● **Given data**:
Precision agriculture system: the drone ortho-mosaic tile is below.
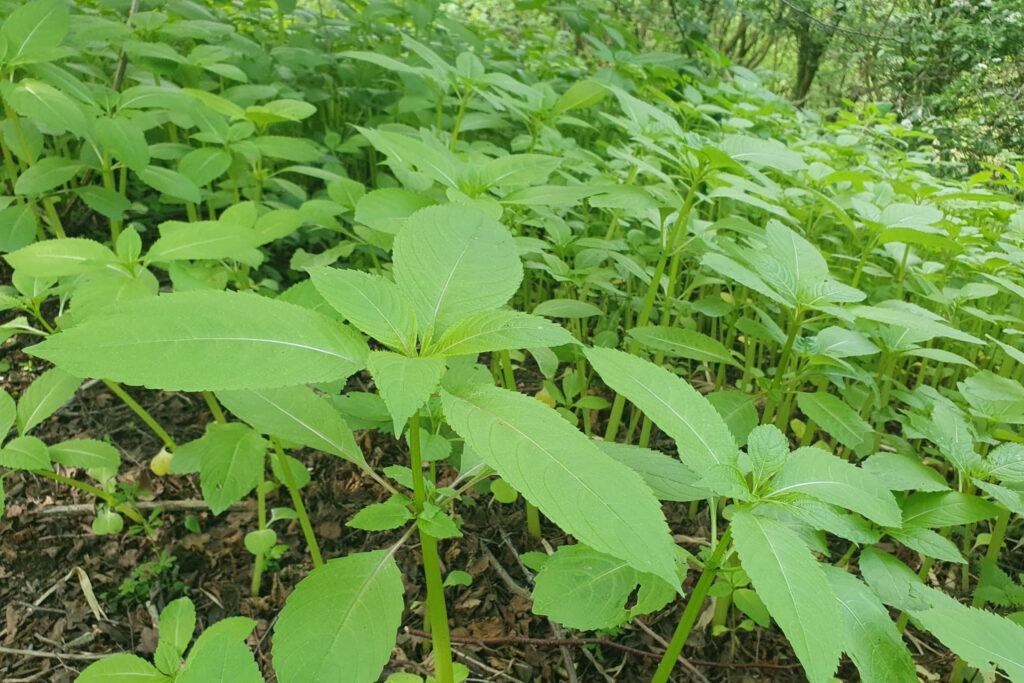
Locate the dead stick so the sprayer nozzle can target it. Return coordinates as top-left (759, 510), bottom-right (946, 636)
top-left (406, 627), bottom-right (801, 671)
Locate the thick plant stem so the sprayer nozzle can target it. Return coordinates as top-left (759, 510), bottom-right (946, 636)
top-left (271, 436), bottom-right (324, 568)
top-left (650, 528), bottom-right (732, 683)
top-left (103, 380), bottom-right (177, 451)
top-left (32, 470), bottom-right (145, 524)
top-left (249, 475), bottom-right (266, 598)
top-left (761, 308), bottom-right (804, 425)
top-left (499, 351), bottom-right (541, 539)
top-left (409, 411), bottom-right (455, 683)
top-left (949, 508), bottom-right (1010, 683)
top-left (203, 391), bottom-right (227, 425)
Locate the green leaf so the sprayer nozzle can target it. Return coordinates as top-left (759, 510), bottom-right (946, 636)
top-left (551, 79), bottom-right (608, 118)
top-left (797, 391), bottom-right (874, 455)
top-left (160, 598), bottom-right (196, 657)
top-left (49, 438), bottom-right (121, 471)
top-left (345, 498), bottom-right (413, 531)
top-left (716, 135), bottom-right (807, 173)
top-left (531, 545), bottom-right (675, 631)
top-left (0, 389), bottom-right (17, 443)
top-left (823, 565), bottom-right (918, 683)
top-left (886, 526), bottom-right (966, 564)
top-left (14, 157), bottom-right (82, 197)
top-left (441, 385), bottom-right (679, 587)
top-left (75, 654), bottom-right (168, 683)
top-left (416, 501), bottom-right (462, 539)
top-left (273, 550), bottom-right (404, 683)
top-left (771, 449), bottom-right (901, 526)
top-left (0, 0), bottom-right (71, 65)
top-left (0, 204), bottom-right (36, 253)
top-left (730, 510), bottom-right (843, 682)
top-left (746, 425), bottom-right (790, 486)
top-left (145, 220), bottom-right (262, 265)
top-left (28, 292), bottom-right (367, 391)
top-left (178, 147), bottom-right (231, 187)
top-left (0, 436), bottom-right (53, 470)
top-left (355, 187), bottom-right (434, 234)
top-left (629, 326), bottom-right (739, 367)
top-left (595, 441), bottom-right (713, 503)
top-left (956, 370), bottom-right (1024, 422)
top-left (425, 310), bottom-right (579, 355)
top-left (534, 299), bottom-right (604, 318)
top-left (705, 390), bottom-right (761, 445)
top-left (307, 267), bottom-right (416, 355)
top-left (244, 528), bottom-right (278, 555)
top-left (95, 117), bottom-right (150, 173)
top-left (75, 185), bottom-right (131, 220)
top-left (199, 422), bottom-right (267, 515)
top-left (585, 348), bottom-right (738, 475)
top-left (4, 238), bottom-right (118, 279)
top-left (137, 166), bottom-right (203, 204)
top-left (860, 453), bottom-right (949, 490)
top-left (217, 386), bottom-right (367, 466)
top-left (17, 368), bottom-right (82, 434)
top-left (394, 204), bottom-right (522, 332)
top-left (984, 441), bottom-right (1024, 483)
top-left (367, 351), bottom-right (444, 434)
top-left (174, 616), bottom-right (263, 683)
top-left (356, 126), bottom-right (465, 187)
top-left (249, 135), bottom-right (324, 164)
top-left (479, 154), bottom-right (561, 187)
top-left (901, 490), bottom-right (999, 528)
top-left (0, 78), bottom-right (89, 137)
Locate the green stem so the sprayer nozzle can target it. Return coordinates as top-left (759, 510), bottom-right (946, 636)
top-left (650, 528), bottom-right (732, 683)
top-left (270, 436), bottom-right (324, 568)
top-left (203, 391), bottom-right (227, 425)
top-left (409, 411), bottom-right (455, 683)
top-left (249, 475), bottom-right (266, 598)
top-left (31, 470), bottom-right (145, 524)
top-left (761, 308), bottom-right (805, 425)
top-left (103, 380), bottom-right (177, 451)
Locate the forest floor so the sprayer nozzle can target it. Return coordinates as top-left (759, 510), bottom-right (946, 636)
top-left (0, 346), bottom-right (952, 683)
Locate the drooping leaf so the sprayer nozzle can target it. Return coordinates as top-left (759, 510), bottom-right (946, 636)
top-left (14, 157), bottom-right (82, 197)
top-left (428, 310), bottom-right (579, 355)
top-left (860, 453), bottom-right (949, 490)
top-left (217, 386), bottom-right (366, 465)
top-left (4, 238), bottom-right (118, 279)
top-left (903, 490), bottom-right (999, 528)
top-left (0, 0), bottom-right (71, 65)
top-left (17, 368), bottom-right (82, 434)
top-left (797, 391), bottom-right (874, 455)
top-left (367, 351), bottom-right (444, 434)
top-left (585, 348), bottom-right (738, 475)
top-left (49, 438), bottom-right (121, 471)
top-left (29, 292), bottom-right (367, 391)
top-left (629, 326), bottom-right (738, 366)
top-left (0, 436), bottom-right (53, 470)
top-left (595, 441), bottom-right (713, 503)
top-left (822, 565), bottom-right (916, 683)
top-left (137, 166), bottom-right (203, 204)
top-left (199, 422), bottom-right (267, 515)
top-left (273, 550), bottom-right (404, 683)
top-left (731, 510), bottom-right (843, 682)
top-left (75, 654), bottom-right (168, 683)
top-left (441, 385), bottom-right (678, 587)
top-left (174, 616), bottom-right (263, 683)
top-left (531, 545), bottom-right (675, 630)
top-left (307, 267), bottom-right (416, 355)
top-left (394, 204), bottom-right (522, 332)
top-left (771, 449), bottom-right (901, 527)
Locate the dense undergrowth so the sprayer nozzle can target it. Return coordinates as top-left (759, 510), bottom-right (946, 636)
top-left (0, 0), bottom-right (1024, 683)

● **Request**:
Identify every line of the records that contains the string "nozzle" and copy each one in full. Matching is case-sensitive.

● **Solution to this task**:
Locate the dead stick so the sprayer nozzle can target it. Return coordinates as top-left (759, 510), bottom-right (946, 636)
Locate the thick plant stem so the sprayer nozzle can target it. Return coordinates as top-left (759, 510), bottom-right (946, 636)
Locate the green leaf so the sprayer nozzle can target it. Return coordinates as top-left (759, 510), bottom-right (946, 636)
Locate the green stem so the sprayer nozzle can target it. Return coordinates as top-left (759, 510), bottom-right (946, 636)
Locate the forest floor so the sprayer nozzle can target it. Return coordinates as top-left (759, 510), bottom-right (946, 636)
Locate the drooping leaf so the sprayer nozzle can target it. Return coordinates as top-left (759, 510), bottom-right (946, 636)
Locate the dense undergrowth so the sprayer nozzle can target it. Return coordinates as top-left (759, 510), bottom-right (946, 636)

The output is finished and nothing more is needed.